== Task prompt ==
Down to the last line, set down the material below exactly; skip the pictures.

== Extracted material ==
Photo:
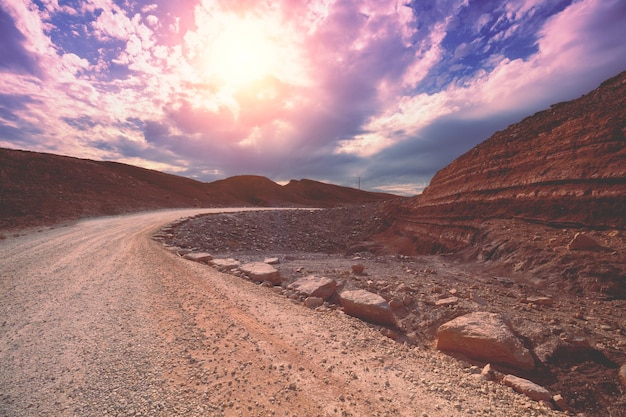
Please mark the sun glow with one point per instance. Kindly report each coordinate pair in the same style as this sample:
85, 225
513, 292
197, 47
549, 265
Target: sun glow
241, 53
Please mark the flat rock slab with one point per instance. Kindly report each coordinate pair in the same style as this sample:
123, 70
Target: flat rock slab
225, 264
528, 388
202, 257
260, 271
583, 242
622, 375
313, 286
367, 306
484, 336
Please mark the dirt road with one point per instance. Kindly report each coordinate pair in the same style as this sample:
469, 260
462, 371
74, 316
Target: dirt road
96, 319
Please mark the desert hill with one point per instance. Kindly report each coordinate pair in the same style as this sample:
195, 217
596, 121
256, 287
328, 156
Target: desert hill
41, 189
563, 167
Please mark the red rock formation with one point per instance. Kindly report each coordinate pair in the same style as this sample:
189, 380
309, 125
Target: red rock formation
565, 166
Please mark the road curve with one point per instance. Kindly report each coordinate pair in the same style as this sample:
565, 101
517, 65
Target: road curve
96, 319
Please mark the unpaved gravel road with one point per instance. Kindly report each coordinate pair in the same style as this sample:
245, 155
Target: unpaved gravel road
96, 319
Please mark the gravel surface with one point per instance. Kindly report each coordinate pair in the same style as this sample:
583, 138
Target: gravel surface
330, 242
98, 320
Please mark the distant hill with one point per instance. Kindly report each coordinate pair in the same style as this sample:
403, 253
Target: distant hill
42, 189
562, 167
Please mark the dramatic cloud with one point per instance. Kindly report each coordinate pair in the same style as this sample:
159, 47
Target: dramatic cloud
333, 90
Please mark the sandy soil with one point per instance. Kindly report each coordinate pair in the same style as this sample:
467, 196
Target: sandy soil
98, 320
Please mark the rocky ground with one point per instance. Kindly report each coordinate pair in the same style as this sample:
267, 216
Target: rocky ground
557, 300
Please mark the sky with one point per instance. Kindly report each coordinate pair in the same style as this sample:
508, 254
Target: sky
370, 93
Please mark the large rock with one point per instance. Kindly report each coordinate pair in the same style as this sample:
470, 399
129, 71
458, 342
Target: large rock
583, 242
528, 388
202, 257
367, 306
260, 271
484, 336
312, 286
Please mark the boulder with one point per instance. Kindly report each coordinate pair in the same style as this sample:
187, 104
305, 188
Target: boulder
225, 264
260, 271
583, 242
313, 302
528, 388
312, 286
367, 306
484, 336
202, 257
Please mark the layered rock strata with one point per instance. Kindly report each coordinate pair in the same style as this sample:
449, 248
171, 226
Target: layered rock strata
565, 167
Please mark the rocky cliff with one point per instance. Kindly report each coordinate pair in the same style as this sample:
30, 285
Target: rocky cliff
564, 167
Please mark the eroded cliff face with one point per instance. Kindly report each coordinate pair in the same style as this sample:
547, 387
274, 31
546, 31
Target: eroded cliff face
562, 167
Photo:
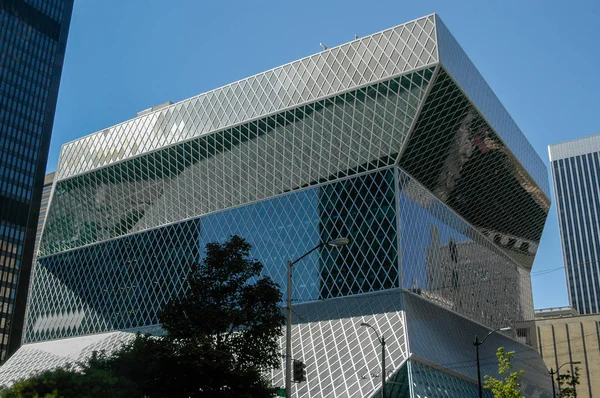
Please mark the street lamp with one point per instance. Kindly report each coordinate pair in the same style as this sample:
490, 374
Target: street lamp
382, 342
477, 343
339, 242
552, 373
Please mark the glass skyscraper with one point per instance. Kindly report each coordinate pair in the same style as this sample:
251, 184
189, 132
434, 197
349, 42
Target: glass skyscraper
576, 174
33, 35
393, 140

== Solution ==
Photo:
Please mark the sun glow with one point per instance. Kindly report each coordinate pair in the same style as this sample:
85, 225
513, 292
197, 47
549, 265
Target: sun glow
241, 53
Please mark the flat rock slab with one point per instance. Kindly report each coordinate pair in the same style as this sample:
123, 70
Target: flat rock slab
225, 264
528, 388
202, 257
260, 271
583, 242
622, 375
313, 286
367, 306
484, 336
Please mark the dirt road with one point per instance. Kindly report each coordinate pair in the same style as this sample:
469, 260
462, 371
74, 316
Target: dirt road
96, 319
Please mark the desert hill with one point per instance. Kindly report each coordinate pair in the same style as this sample:
195, 217
596, 121
256, 287
328, 156
Target: desert hill
41, 189
563, 167
Please mark the red rock formation with one point per instance. Kindly report each coordinate pair in the same style as this sample:
189, 380
309, 125
Target: red rock formation
565, 166
Please mark the road curve with one point per instance. Kindly report each coordinate pair in the same style as this sample:
565, 101
517, 65
Target: road curve
96, 319
Please mark the unpaved gravel road with one point per instance. Kindly report each coordinate pair in the same style as this sample:
245, 155
Target: unpaved gravel road
96, 319
Please mark the gravel surface with one point per instance. Kindly report each coordinate pair in the same style as this sample:
583, 138
Target: gravel surface
330, 242
98, 320
Please mark the distant hill with one point per instance. Kindly report each coordinate pair in the same style as this sample:
403, 253
Target: distant hill
42, 189
562, 167
Please mark the dramatic cloud with one point per instance. Kindly report each coordinate pair in the same style as this sample:
159, 47
Target: dramatic cloud
333, 90
Please mark the sandy soil with one point per instance. Kindly report each coordinate pair in the same style as this sample:
467, 196
Target: sandy soil
98, 320
Please mark the rocky ground with one point per instance. Kindly report each coordinate pair in the same style as this sample:
267, 216
Target: rocky ground
557, 300
Please mark the sky with one point per instance. Kindly report each coordinate pair in the same style as this sample:
508, 254
Target: sky
370, 93
Please mark the large rock with one point per instance. Kindly report each coordinate pair in the same style as this sample:
470, 399
129, 71
458, 342
Target: large rock
583, 242
528, 388
202, 257
367, 306
260, 271
484, 336
312, 286
Please mark the boulder with one point per instance. Kindly report each coordinate pair in the same style as this sample:
187, 104
305, 188
Target: boulder
225, 264
260, 271
583, 242
313, 302
528, 388
312, 286
367, 306
484, 336
202, 257
Please mark the layered rock strata with one point per instance. Kindly report each coordinate pair in the same style as this sample:
449, 248
171, 226
Target: layered rock strata
565, 167
Please mark the rocky cliff with one point per instance. Kindly report each coordinate pair in the same style as this sample:
30, 285
Target: rocky cliff
564, 167
Please mark the eroded cliff face with one point per instance. Kindly report each coordinate pair in the same style as this sample:
547, 387
274, 31
546, 31
Target: eroded cliff face
562, 167
Photo:
Please mark the street lamp with one point per instance. Kindly report each coordinate pair in the same style as this sample:
490, 374
Target: street lamp
382, 342
477, 343
339, 242
552, 373
Please mark the glass skyscraper with one point per instance. Kindly report each coordinate pair in the same style as this sample:
251, 184
189, 132
434, 197
349, 42
Target: glass skyscraper
576, 174
33, 35
393, 140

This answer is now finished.